* [Task goal] Rewrite the entries below, substituting "Object" for every occurrence of "Target" and changing nothing else.

Data items
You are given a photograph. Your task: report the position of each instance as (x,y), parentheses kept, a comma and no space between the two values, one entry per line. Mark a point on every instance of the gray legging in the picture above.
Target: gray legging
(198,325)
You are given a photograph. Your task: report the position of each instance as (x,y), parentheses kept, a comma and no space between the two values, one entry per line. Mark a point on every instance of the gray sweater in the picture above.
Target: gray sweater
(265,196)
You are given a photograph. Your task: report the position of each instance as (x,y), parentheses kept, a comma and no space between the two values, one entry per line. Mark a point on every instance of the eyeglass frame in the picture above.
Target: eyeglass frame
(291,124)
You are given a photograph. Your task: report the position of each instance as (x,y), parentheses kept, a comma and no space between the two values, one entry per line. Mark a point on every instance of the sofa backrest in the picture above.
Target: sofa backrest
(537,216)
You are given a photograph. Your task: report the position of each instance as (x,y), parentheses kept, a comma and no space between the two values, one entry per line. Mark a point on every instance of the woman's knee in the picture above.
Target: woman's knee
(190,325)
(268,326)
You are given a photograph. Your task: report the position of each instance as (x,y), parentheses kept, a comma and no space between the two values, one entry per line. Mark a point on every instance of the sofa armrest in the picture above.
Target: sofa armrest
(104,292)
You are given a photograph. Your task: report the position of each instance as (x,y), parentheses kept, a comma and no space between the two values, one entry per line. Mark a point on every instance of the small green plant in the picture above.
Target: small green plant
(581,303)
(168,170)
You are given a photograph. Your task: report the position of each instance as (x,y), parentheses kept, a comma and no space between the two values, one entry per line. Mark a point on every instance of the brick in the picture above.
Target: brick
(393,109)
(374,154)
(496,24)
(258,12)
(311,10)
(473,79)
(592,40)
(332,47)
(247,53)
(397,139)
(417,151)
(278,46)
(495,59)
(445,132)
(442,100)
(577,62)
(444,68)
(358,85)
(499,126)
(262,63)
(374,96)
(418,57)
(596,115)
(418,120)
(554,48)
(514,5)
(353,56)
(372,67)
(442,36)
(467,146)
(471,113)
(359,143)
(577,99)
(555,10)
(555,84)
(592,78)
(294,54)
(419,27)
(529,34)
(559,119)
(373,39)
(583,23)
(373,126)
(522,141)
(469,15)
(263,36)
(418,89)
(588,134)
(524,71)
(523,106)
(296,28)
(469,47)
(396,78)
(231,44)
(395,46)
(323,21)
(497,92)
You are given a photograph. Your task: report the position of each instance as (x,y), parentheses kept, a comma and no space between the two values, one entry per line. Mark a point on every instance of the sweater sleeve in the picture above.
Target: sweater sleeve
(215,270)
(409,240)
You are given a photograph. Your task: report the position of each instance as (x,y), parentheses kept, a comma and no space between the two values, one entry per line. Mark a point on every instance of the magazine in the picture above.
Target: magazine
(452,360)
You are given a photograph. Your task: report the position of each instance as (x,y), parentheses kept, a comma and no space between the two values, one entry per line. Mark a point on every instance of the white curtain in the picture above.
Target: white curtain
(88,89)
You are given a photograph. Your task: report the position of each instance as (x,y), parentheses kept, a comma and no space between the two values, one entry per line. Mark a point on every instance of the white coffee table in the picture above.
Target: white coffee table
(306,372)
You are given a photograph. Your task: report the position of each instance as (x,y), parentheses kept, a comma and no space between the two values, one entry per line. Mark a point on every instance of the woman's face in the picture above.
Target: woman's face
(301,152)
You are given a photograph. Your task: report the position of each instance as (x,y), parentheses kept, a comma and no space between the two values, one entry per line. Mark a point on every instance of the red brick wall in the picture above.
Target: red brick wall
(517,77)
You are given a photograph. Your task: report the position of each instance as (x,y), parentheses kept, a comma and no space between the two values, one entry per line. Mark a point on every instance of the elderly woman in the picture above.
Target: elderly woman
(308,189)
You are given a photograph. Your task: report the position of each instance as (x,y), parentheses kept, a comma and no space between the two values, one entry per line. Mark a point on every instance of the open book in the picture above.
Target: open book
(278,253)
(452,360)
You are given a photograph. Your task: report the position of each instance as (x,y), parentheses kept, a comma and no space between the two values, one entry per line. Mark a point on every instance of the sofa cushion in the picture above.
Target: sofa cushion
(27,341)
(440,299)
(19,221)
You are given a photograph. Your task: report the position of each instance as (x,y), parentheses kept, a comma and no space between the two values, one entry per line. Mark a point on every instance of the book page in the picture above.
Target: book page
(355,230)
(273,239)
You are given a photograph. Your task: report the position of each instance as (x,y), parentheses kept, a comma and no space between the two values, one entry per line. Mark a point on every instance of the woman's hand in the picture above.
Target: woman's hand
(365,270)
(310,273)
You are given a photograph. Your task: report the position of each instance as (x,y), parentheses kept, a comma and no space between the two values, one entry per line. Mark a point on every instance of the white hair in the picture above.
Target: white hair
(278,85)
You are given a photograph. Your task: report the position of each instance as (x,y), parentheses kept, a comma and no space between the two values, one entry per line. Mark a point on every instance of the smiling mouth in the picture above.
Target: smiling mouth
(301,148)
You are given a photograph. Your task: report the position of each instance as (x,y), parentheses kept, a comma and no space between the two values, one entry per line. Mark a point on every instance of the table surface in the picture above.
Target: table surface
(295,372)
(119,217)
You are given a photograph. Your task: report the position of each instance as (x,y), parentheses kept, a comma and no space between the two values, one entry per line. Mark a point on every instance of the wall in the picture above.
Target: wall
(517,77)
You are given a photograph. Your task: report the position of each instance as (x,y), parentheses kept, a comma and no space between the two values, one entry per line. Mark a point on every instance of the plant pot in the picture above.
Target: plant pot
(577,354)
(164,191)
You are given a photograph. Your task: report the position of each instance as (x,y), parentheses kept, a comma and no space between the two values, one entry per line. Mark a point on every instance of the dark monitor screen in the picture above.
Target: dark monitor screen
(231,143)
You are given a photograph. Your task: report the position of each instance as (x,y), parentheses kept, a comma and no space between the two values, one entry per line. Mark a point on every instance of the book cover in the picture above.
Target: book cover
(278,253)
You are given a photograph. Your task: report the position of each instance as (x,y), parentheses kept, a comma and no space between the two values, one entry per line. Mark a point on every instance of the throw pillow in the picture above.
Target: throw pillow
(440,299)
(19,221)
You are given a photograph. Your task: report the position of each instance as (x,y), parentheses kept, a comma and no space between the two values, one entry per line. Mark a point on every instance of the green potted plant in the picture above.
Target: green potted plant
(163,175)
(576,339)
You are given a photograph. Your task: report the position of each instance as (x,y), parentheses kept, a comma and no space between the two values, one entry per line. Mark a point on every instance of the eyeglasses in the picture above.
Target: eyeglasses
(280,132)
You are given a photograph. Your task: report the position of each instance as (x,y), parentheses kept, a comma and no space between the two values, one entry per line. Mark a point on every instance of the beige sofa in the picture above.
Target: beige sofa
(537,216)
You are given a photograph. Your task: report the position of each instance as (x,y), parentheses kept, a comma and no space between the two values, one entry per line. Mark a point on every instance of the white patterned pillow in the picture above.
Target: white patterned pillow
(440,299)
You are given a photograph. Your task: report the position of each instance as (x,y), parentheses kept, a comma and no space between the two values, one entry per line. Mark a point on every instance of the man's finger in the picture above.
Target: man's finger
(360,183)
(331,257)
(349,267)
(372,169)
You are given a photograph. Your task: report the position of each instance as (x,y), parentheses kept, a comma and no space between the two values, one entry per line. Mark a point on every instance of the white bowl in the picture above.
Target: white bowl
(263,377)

* [Solution to the exercise]
You are given a photograph. Your task: report the position of each instance as (x,y), parentheses kept, a comma and no space between the two values, one entry per line. Mark a point on every instance of the gray legging in the picture above.
Object: gray legging
(198,325)
You are given a photograph. Your task: report the position of each instance as (x,y), parentheses kept, a comma and no space between the two values, one entry per line. Mark a point on every instance of the gray sweater in the picture above.
Object: gray sweater
(265,196)
You are given a photograph. Your task: report the position of each instance as (x,y), parentheses kept, a comma and no space between the two values, one entry per line. Mark a point on every instance of the eyeglass frame in the picture above.
Object: eyeglass frame
(291,124)
You are given a photograph. Your task: report the position of each instance as (x,y), parentheses kept, a comma and no space between the two values, one entry per line. Mark a point on every instance of the sofa backrest in the picture above.
Object: sofa backrest
(537,216)
You are given a photograph. Your task: report the position of each instance as (x,y), parentheses kept, a comma and no space between the two values, one entry per line. Mark a point on every instance of the woman's knee in the picture above.
Object: woman's knee
(190,325)
(268,326)
You are given a photograph. Your task: report the position of each instance as (x,y), parentheses kept, a comma and no space between the two values, one entry per line. Mark a point on every instance of the sofa armrest in the picture above.
Object: sofa armrest
(104,292)
You are given a photograph. Your task: report the position of each instance as (x,y), parentheses kept, a comma and no space between the two values, one entry per line. Mark a point on every instance of the small green plant in the picture above.
Object: small green plant
(581,303)
(168,170)
You are given a photograph. Your task: report the position of each instance as (x,y), parentheses kept, a comma and no space between the two values, one entry per line. Mark a point on every instance of the brick in the picture above.
Object: brick
(393,109)
(374,154)
(496,24)
(258,12)
(311,10)
(473,79)
(592,40)
(332,47)
(247,53)
(397,139)
(417,151)
(278,46)
(495,59)
(445,132)
(442,100)
(577,62)
(444,68)
(358,85)
(499,126)
(262,63)
(374,96)
(418,57)
(596,115)
(418,120)
(554,48)
(514,5)
(353,56)
(372,67)
(442,36)
(467,146)
(471,113)
(359,143)
(577,99)
(555,10)
(555,84)
(592,78)
(294,54)
(419,27)
(529,34)
(559,119)
(373,39)
(583,23)
(373,126)
(522,141)
(469,15)
(263,36)
(418,89)
(588,134)
(524,71)
(523,106)
(296,28)
(469,47)
(396,78)
(231,44)
(395,46)
(323,21)
(497,92)
You are given a photograph. Your task: report the position of each instance as (x,y), parentheses kept, a comma and no space between the two values, one entry per line. Mark a point on every instance of the sweater sleeve in the picture above.
Object: sweater sleeve
(215,270)
(409,240)
You are given a photograph. Your task: report the position of each instance as (x,y), parentheses kept, a comma and no space between the two values, one entry per line. Mark a point on every instance of the magazine in the picture above.
Object: magazine
(452,360)
You are given a photograph. Your task: report the position of each instance as (x,y), parentheses kept, a comma and no space between the two values, one entry per line. Mark a point on every instance of the white curtain in the picture above.
Object: white curtain
(88,89)
You are given a photograph. Your task: report the position of each instance as (x,y), parentheses kept, a comma and no space between the two values, one entry per line. Mark a point on every instance of the white coffee table in the picture above.
Object: white coffee table
(306,372)
You are given a photograph. Your task: report the position of each instance as (x,y), parentheses kept, a comma and no space between the two values, one entry per line. Mark a point on every instance of the woman's face in the picture above.
Object: woman's face
(301,152)
You are given a photograph. Your task: report the position of each instance as (x,y), parentheses kept, a comma and no space between the two values, one entry per line. Mark a point on every instance of the red brick wall in the picture above.
Object: red brick wall
(517,77)
You are given a photograph. Your task: report the position of each instance as (x,y), parentheses kept, a comma and no space between the two values, one entry per line. Mark a point on every instance of the elderly woman in the picture above.
Object: elderly woman
(308,189)
You are given a photograph. Your task: report the position of each instance as (x,y), parentheses kept, a comma and no space between the two values, one entry per line. Mark a point on every instance of the open book in the picture above.
Object: open book
(278,253)
(452,360)
You are given a photograph. Your task: report the position of each instance as (x,y), parentheses kept, a comma and no space between the two values, one entry per line. Mark a point on every instance of the sofa cushion in the picture above.
Object: sofa cushion
(27,341)
(440,299)
(19,221)
You are given a photograph. Your task: report the position of each instance as (x,y), parentheses kept, a comma and no space between the two values, one entry per line. Mark a point on every instance of the book page in the picture above.
Object: book page
(355,230)
(273,239)
You are given a photograph. Your task: report the position of each instance as (x,y), parentheses kept, a comma and no space between the two values, one entry per line. Mark a point on every instance of the woman's hand in the picture above.
Object: woman's hand
(365,270)
(310,273)
You are given a photograph. Your task: report the position of each instance as (x,y), parentheses kept, a comma and no space between the two values, one entry per line. Mark a point on every instance of the white hair in the picture above.
Object: white hair
(278,85)
You are given a photograph. Your task: report the position of each instance as (x,y), parentheses kept, a comma and no space between the two values, one entry per line. Mark a point on every instance of the smiling mouth in the picture above.
Object: smiling mouth
(301,148)
You are given a photograph. Your task: report the position of each instance as (x,y), parentheses kept, a comma and no space between the two values, one entry per line. Mark a point on every instance of the table surface in the picture above.
Object: table surface
(295,372)
(119,217)
You are given a photograph. Your task: report the position of each instance as (x,y), parentheses kept, a comma and no space between the two values, one entry per line. Mark a point on every instance of the wall in the picture above.
Object: wall
(517,77)
You are given a photograph. Your task: report the position of each instance as (x,y), parentheses kept, a comma and no space between the two values, one entry per line. Mark a point on every instance of the plant pot in the picture above.
Object: plant pot
(577,354)
(164,191)
You are given a photograph. Your task: report the position of each instance as (x,y), parentheses kept, a comma and no space between the two values, one entry per line. Mark a point on every instance of the dark monitor screen in the picture above.
Object: dark monitor screen
(231,143)
You are given a photograph. Your task: report the position of each instance as (x,y), parentheses kept, a comma and no space between the two values, one entry per line. Mark a point on every instance of the book cover in the picture above.
Object: book cover
(278,253)
You are given a photograph. Your task: report the position of each instance as (x,y), parentheses kept, a comma and no space between the two values, one entry per line. Mark a point on every instance of the throw pillow in the picture above.
Object: throw pillow
(440,299)
(19,221)
You are given a photograph. Your task: report the position of each instance as (x,y), parentheses kept, a comma and no space between the two values, one entry per line. Mark a point on every instance of the green potted plant in the picture above.
Object: green potted plant
(163,175)
(576,339)
You are given a photograph. Your task: report the position of each instance as (x,y), parentheses kept, a comma and no space between the two values, one entry per line. Mark a point on every instance of the eyeglasses in the picture above.
Object: eyeglasses
(280,132)
You are given a photograph. Your task: report the position of each instance as (x,y), parentheses kept, a comma and no space between the two values, one entry per line. Mark a point on every instance of the beige sofa in the picture above.
Object: beige sofa
(537,216)
You are given a photograph. Your task: report the position of each instance as (x,y), parentheses kept, a comma and no space between the two values, one entry per line. Mark a point on every instance of the white patterned pillow in the picture above.
Object: white patterned pillow
(440,299)
You are given a photograph. Your task: report the position of each instance as (x,y), parentheses kept, a comma and no space between the two values, one entry per line. Mark a point on every instance of the man's finger in the picture above.
Object: man's finger
(360,183)
(331,257)
(349,267)
(372,169)
You are given a photograph. Your task: report the position of each instance as (x,y), parentheses kept, a comma and no space between the two values, one entry per line. Mark a point on every instance of the white bowl in the picture above.
Object: white bowl
(263,377)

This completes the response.